What you will do: Copy word for word, please, the lines of the entries below running from the one containing "positive clicks: (326, 121)" to the one containing "positive clicks: (338, 161)", both ends included.
Segment Start: Listed entries
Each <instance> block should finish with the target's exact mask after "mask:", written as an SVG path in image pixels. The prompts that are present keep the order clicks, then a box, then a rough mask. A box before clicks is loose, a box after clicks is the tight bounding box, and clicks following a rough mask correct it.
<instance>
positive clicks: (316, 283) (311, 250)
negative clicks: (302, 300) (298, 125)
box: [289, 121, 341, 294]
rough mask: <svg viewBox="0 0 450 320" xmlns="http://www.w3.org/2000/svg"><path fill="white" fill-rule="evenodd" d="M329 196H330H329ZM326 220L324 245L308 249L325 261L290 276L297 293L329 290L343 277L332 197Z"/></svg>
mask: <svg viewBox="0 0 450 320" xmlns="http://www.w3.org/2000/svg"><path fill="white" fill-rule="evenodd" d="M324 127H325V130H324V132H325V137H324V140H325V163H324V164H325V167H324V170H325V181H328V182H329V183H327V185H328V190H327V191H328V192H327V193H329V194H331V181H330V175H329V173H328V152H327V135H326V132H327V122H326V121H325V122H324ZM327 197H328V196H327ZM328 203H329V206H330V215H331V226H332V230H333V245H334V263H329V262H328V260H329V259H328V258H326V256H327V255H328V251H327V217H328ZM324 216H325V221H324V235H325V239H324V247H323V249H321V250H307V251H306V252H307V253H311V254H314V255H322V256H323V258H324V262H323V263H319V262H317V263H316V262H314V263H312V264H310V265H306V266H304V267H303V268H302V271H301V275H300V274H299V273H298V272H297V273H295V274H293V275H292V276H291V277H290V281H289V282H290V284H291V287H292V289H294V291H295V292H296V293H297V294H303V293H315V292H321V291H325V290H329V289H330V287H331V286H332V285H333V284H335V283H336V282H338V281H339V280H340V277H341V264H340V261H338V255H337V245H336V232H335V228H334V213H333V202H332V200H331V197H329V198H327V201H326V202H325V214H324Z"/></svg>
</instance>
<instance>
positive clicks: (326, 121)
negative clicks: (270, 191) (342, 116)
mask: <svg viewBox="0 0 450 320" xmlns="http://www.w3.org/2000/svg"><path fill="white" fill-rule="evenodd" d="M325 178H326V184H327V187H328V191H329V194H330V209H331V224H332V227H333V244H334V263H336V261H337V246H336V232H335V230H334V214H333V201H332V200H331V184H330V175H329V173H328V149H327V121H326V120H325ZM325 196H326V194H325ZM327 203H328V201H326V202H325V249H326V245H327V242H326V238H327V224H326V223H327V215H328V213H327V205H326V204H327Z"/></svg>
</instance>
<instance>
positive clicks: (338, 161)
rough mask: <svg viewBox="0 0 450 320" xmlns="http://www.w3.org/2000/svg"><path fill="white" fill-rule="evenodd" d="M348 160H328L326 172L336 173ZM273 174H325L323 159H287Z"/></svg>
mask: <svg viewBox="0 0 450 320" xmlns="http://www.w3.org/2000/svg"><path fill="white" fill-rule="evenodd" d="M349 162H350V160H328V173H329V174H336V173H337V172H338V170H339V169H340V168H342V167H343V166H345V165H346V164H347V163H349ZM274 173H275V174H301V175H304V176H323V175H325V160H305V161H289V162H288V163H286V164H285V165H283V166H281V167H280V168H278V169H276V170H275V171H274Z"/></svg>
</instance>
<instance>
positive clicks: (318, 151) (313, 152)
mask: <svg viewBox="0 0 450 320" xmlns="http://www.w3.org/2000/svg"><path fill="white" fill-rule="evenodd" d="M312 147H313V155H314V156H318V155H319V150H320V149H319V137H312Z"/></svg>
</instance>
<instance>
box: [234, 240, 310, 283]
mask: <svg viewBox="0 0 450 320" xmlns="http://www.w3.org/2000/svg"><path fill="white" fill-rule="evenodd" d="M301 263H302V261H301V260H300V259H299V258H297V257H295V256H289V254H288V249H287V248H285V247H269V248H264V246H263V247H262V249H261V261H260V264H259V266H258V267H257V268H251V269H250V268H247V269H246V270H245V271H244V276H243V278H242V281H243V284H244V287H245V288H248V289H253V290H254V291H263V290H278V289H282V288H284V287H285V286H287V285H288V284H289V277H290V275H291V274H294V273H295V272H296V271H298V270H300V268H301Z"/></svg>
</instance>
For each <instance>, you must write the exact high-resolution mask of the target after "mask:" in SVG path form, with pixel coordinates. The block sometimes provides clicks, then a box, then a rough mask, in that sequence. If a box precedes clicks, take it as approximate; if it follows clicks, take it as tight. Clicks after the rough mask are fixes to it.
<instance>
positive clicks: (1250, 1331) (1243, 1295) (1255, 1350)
Segment End: Listed entries
Reply:
positive clicks: (326, 121)
negative clicks: (270, 191) (342, 116)
mask: <svg viewBox="0 0 450 320" xmlns="http://www.w3.org/2000/svg"><path fill="white" fill-rule="evenodd" d="M325 178H326V184H327V187H328V191H329V194H330V209H331V224H332V227H333V244H334V263H336V261H337V246H336V232H335V230H334V214H333V201H332V200H331V184H330V175H329V173H328V149H327V121H326V120H325ZM325 196H326V194H325ZM327 203H328V201H326V202H325V249H326V245H327V242H326V238H327V224H326V223H327V215H328V213H327V205H326V204H327Z"/></svg>
</instance>
<instance>
positive clicks: (338, 161)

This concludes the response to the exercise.